-- RECORDS SHOWN --
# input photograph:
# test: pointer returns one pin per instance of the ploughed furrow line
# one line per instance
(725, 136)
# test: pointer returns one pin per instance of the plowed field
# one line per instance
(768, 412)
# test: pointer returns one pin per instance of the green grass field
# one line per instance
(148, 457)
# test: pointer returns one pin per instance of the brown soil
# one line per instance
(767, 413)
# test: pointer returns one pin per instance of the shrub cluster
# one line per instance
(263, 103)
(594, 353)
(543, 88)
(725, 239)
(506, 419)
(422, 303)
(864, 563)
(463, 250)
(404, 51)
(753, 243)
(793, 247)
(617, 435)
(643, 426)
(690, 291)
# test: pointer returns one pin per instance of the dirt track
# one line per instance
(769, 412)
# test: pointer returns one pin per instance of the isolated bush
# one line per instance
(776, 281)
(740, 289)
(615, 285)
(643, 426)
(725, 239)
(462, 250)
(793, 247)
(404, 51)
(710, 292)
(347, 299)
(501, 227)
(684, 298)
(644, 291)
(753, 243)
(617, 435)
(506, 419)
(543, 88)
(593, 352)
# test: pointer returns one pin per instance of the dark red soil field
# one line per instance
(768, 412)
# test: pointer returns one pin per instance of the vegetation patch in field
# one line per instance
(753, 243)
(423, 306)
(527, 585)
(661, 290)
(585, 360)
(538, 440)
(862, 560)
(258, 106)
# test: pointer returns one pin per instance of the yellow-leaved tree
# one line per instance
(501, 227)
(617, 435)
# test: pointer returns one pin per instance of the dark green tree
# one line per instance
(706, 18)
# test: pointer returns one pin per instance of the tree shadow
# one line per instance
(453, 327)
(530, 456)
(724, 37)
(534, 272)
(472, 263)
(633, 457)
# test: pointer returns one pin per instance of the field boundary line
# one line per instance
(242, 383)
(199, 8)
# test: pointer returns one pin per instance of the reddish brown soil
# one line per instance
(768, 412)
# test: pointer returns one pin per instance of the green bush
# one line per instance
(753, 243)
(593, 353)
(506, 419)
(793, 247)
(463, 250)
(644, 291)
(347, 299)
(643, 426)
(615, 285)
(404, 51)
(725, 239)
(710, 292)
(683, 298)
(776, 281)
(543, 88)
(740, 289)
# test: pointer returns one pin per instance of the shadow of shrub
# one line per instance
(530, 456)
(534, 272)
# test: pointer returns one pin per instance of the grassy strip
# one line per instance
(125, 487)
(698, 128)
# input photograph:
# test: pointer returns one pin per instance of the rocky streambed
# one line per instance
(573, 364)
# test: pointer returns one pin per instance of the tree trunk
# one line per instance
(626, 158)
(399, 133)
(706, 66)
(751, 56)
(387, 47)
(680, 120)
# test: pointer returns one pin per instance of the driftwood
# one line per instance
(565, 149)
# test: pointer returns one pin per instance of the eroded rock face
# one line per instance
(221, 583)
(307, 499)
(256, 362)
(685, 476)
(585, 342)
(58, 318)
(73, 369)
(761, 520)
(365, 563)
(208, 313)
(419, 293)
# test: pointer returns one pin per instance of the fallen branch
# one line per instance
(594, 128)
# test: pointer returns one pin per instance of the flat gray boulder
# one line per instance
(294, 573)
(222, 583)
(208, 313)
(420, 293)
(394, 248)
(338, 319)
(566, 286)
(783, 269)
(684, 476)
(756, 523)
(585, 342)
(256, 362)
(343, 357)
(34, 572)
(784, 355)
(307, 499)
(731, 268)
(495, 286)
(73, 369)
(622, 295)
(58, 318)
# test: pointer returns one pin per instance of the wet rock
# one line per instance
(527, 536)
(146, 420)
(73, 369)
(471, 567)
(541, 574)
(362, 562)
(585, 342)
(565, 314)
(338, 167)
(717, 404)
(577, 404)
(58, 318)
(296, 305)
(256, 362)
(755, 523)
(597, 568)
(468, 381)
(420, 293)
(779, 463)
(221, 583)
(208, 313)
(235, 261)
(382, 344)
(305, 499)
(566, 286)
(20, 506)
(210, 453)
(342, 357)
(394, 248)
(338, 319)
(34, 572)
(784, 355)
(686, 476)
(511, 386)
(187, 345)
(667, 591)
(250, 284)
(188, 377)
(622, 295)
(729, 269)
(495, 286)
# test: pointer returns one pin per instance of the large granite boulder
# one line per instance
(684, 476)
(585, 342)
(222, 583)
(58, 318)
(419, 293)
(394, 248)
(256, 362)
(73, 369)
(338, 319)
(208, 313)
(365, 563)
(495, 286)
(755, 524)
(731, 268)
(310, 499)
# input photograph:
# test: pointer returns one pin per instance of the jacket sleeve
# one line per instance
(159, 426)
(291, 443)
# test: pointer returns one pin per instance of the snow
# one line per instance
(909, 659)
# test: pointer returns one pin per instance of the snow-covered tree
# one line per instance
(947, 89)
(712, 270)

-- INSTRUCTIONS TO FOLLOW --
Among the records above, find each line holding "snow" and list it.

-- RESULT --
# test: pointer returns one pin per instance of the snow
# test: pointer returns one pin per instance of the snow-covered tree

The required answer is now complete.